--- begin RECORDS TO USE ---

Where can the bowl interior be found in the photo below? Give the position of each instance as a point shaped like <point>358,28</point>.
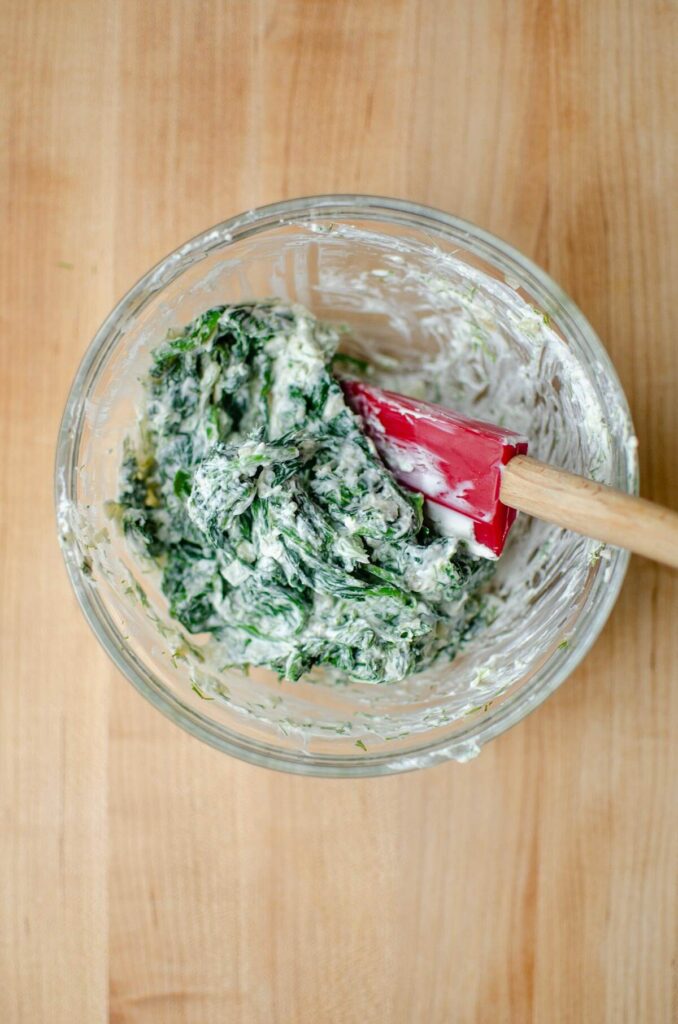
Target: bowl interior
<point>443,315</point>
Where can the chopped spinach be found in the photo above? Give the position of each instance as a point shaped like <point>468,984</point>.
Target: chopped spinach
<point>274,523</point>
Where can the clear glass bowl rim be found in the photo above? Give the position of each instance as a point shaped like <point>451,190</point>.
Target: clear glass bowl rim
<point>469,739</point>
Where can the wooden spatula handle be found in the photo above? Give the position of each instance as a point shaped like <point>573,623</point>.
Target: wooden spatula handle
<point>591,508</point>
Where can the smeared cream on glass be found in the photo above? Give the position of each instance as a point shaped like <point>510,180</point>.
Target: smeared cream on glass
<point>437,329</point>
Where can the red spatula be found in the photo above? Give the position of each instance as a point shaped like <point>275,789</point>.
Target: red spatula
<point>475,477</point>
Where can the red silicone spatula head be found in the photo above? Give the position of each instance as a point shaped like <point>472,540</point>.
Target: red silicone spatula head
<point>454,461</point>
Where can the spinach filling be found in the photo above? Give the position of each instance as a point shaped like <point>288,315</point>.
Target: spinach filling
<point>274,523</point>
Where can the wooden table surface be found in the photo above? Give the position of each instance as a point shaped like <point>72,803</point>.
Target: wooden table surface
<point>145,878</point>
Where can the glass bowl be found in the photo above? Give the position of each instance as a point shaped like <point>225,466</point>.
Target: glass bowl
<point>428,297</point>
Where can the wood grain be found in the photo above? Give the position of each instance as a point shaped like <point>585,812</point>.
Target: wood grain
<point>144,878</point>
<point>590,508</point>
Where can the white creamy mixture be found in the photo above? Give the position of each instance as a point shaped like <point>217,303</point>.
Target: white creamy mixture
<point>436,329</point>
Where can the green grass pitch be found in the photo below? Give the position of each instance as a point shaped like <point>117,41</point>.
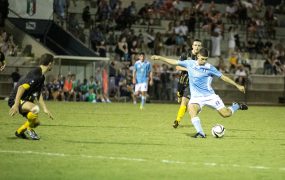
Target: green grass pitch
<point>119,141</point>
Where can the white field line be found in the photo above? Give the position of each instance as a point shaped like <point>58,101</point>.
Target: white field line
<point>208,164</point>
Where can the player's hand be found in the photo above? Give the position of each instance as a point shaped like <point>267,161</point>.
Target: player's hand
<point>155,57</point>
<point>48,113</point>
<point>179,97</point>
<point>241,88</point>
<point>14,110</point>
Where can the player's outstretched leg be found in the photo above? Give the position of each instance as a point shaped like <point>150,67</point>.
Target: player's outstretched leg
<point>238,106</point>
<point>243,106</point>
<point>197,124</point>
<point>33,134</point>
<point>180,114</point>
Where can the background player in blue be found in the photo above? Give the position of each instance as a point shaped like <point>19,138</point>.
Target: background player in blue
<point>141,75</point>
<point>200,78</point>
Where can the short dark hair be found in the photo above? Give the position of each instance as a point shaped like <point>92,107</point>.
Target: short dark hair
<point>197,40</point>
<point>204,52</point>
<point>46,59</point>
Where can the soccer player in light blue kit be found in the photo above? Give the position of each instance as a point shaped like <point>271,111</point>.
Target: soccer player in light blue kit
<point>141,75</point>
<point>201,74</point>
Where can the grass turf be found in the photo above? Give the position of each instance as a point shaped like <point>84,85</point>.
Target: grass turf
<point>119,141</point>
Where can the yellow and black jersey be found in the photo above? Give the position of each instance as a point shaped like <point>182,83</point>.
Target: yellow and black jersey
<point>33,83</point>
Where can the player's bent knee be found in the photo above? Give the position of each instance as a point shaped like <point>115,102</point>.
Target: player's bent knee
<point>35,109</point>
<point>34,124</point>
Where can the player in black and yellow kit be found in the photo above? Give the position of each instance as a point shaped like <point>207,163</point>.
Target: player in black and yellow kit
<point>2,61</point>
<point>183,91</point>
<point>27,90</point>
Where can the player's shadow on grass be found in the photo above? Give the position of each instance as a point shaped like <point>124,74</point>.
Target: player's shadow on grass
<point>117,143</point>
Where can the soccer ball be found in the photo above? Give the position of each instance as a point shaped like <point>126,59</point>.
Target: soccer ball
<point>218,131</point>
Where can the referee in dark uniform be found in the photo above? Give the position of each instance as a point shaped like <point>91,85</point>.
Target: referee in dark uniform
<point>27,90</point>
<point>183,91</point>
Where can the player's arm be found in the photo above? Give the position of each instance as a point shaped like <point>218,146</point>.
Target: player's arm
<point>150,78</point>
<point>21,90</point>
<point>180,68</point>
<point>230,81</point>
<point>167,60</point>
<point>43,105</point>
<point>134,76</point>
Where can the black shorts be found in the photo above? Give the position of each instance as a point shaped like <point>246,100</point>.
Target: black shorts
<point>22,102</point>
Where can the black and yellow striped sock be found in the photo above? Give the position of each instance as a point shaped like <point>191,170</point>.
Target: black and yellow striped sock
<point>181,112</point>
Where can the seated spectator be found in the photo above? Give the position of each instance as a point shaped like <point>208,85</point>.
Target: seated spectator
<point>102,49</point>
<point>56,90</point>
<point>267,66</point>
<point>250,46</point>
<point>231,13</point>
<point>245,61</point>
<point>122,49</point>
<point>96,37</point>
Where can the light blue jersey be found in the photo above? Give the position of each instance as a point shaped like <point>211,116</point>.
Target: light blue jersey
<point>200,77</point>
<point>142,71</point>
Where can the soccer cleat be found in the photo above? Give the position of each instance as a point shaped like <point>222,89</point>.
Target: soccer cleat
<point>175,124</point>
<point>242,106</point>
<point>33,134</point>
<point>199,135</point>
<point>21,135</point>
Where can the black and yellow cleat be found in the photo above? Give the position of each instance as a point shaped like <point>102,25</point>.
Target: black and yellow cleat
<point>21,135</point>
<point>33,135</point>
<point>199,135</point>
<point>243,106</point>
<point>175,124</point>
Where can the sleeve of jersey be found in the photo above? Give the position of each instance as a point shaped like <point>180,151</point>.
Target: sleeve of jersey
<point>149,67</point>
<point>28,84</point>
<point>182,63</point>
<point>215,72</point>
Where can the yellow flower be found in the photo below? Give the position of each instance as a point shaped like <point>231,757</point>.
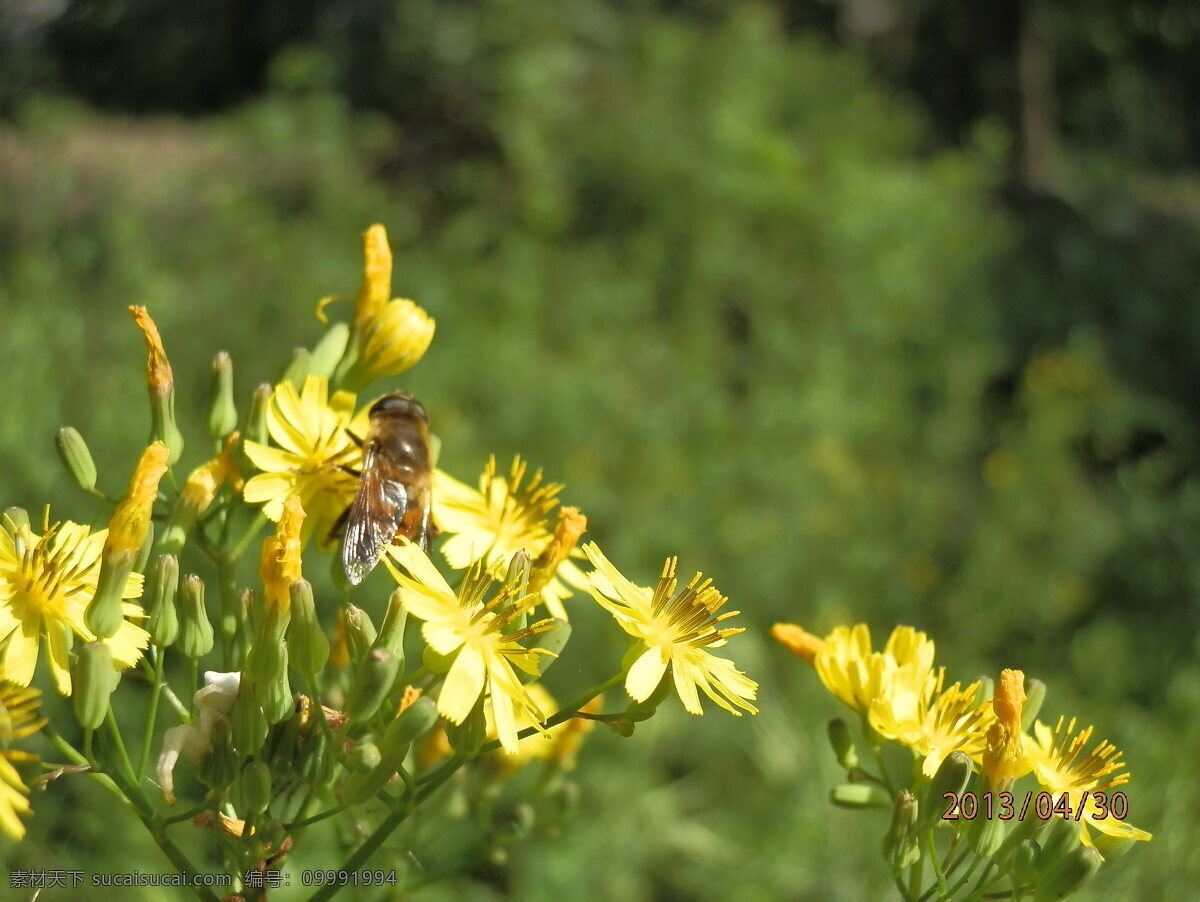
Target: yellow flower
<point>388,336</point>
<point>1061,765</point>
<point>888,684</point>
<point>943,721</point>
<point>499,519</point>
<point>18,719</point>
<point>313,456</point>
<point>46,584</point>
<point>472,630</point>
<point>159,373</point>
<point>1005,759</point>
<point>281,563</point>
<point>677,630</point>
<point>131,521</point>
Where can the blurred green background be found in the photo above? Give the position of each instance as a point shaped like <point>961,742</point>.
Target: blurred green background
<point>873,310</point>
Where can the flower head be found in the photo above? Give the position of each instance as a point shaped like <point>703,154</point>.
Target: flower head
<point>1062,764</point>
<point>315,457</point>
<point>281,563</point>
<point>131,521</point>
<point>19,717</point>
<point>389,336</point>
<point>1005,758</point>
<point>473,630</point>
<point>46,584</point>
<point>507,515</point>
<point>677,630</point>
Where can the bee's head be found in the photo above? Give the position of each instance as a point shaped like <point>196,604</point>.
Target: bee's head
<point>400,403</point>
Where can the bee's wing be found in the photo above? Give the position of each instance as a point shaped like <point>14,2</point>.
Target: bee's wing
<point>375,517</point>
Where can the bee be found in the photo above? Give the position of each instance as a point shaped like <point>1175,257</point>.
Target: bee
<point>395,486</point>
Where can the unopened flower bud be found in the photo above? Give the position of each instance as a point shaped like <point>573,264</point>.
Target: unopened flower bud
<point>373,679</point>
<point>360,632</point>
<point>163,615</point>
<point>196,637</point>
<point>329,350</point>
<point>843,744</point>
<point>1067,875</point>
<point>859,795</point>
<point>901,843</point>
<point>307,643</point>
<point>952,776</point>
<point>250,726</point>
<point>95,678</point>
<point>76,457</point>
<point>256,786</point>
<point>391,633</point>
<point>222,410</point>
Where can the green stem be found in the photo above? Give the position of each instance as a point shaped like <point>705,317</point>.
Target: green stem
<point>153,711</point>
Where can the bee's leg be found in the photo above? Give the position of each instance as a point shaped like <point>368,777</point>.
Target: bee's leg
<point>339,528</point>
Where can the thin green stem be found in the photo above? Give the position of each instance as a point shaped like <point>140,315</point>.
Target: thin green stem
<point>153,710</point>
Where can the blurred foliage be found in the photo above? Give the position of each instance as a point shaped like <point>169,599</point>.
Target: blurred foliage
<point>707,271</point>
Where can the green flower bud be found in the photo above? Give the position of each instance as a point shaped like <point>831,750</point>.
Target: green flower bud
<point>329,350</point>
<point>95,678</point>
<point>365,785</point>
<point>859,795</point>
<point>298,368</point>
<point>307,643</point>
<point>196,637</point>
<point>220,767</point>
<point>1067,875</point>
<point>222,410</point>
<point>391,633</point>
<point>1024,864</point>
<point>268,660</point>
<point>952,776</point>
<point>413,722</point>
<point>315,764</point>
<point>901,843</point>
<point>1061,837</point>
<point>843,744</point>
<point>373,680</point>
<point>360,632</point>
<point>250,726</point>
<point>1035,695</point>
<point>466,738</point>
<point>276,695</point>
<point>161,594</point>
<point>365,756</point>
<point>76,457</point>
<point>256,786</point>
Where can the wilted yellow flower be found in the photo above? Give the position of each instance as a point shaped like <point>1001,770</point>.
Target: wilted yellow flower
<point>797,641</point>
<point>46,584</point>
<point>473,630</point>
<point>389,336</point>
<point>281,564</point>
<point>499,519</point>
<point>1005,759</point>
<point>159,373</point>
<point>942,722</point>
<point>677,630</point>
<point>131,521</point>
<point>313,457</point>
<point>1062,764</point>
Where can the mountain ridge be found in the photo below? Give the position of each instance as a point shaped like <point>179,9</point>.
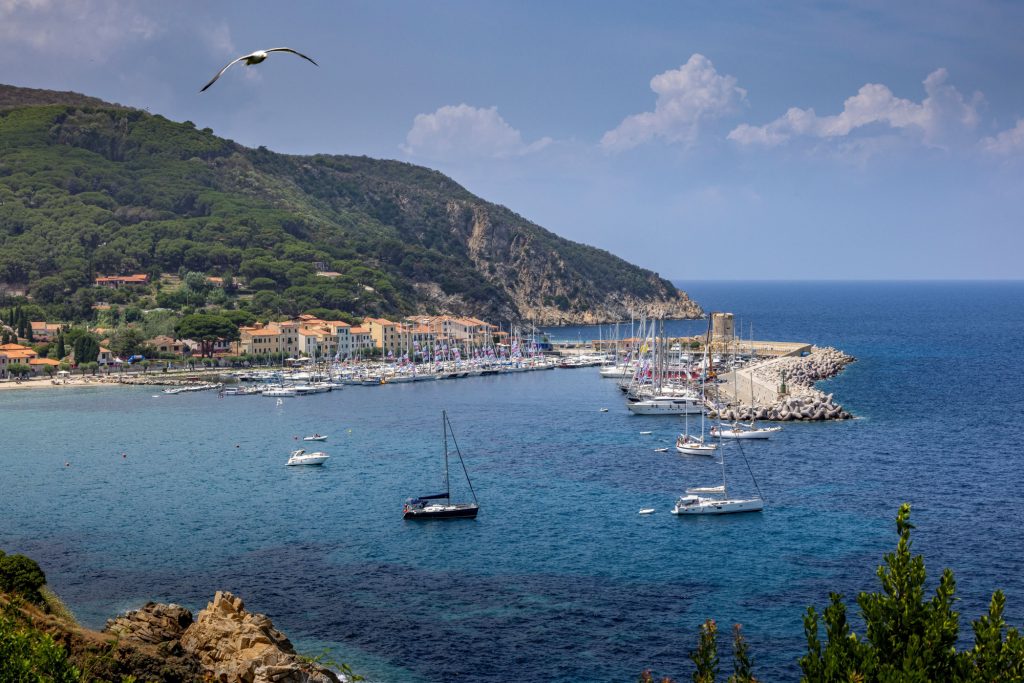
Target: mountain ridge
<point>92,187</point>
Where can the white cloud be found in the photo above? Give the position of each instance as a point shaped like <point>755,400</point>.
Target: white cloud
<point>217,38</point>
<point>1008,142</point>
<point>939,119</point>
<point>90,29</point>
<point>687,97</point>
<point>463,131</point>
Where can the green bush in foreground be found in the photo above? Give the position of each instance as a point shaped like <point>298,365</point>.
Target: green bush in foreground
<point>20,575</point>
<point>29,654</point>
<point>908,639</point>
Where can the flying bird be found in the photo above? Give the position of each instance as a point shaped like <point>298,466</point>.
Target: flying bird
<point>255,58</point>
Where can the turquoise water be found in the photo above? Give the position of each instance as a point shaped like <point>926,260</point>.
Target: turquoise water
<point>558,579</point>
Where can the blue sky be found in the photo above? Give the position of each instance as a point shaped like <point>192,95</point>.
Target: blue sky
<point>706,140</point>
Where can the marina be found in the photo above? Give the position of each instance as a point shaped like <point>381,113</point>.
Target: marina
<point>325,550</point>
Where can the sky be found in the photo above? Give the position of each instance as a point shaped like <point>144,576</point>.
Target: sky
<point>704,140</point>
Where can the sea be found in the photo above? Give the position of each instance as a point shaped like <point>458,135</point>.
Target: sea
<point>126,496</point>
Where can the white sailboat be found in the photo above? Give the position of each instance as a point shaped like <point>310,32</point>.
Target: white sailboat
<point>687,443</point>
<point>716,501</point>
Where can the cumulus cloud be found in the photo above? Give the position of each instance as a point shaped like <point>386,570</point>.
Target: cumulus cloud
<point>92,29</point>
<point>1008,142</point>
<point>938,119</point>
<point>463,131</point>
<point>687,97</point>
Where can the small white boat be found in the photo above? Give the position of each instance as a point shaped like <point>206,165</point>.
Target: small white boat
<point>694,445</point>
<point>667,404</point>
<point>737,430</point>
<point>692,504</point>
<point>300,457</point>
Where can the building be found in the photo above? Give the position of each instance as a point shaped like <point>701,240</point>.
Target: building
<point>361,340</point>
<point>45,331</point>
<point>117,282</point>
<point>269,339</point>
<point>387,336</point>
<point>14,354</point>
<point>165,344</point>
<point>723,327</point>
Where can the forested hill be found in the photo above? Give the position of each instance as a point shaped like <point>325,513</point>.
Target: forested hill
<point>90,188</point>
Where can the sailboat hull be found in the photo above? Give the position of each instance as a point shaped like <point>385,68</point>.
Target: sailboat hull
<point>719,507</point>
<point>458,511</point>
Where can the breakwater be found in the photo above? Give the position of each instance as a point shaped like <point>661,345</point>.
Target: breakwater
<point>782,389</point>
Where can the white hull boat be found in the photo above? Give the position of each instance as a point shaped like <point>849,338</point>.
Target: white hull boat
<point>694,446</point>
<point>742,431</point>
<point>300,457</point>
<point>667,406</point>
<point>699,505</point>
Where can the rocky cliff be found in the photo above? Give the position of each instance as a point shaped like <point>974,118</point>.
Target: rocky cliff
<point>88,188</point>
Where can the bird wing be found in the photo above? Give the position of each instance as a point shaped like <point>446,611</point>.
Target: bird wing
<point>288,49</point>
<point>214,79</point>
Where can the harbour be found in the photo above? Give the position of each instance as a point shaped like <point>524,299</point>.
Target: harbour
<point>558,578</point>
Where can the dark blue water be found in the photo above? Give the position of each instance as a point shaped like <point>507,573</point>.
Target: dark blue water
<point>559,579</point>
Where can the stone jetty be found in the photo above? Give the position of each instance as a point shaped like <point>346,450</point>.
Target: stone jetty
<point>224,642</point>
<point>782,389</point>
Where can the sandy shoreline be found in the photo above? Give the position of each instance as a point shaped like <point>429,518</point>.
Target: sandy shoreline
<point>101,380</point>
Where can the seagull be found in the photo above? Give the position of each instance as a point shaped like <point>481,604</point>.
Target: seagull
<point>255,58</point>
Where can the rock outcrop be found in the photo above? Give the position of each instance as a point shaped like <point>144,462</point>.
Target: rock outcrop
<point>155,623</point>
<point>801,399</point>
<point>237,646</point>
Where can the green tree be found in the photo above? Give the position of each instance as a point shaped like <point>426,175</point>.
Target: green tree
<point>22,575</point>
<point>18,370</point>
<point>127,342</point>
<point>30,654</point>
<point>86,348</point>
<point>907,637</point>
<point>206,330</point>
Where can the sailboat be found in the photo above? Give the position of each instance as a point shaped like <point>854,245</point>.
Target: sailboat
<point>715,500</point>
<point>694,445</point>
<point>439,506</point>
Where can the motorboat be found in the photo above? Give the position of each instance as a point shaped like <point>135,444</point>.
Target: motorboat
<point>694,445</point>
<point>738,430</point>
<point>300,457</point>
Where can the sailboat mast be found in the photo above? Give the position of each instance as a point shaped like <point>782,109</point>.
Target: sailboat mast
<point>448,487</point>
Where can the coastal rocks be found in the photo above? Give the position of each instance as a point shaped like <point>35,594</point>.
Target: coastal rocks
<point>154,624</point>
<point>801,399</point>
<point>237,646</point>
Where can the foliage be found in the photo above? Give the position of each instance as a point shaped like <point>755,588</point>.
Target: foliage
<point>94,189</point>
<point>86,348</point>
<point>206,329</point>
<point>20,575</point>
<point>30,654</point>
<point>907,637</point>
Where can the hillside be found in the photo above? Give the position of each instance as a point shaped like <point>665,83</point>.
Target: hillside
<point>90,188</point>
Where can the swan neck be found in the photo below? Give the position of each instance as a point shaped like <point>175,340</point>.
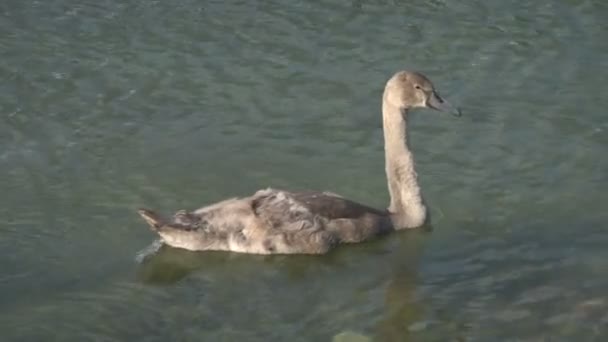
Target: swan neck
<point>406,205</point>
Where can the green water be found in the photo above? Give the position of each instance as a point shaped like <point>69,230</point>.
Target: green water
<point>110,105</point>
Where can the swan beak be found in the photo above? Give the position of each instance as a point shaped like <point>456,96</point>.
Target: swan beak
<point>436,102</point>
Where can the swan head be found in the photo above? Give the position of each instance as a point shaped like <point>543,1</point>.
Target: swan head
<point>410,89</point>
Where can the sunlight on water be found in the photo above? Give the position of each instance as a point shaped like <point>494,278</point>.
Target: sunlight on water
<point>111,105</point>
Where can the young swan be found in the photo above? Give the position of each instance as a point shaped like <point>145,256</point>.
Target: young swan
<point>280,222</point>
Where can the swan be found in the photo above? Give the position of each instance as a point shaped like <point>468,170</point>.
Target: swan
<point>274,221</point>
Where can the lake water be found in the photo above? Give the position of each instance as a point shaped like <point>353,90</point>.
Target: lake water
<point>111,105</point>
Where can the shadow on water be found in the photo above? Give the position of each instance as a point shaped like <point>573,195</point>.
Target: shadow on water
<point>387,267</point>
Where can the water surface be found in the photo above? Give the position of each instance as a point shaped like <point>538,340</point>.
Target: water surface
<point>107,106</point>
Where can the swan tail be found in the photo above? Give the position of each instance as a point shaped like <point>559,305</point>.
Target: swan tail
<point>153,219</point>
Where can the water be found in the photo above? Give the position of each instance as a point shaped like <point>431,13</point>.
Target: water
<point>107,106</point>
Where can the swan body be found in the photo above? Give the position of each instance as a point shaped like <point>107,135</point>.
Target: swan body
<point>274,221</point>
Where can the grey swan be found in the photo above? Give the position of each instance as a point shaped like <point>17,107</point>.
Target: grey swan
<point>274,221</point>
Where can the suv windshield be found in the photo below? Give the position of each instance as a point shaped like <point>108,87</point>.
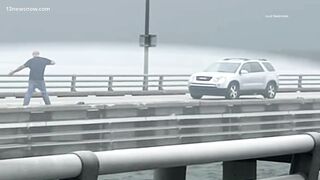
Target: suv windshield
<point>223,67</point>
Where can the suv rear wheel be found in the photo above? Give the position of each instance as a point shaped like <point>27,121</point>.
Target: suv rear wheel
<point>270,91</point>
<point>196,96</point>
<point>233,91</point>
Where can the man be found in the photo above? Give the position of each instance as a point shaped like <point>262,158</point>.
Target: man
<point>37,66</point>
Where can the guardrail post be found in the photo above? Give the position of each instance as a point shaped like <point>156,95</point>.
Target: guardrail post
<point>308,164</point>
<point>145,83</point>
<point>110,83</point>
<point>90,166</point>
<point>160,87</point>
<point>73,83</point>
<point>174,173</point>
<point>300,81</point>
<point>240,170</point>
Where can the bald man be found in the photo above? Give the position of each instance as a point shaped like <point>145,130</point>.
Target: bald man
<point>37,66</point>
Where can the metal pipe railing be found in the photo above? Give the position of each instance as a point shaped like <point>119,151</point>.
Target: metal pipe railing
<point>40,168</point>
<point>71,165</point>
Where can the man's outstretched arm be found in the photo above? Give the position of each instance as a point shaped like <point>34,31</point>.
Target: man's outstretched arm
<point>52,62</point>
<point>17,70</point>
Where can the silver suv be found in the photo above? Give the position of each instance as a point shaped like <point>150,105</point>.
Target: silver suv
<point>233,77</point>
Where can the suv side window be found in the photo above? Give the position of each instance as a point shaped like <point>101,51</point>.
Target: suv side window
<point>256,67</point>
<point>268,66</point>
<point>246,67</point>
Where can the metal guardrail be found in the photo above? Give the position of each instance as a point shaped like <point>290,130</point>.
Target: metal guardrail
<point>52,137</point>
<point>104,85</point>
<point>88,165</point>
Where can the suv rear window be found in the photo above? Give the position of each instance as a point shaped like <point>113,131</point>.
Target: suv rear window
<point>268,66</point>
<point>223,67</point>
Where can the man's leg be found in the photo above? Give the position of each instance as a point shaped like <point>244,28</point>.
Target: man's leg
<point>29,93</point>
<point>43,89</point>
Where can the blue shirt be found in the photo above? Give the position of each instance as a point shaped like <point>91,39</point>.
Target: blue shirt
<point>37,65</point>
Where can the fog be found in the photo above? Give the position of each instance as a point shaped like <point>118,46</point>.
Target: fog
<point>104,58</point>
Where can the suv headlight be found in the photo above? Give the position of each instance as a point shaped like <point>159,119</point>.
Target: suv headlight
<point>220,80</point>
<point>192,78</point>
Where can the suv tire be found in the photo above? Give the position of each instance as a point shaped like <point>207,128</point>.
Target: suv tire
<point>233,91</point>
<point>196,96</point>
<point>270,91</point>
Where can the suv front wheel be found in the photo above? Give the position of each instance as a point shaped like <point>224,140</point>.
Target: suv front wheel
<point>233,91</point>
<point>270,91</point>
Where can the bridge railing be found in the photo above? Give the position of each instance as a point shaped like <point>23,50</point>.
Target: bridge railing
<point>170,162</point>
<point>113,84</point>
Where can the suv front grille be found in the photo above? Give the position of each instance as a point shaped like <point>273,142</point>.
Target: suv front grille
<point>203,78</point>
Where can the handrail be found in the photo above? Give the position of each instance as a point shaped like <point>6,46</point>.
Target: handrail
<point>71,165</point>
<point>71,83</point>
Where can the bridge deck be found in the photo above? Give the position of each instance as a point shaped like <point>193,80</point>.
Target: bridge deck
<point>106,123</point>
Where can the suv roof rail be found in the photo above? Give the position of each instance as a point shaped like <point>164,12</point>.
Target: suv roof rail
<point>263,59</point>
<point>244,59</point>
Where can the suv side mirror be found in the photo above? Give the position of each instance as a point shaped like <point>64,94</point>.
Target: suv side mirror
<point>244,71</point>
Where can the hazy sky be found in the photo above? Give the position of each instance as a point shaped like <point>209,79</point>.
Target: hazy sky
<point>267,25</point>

--- end RECORDS TO USE ---

◆ **DIRECTIVE**: Reproduce everything in the listing from the line containing "Where can the red silicone" down to the line containing "<point>454,461</point>", both of those lines included.

◆ **FULL RESPONSE**:
Where can the red silicone spatula head be found in the photo above? Give the position of each instance as a point shaped like <point>472,540</point>.
Target: red silicone spatula head
<point>454,461</point>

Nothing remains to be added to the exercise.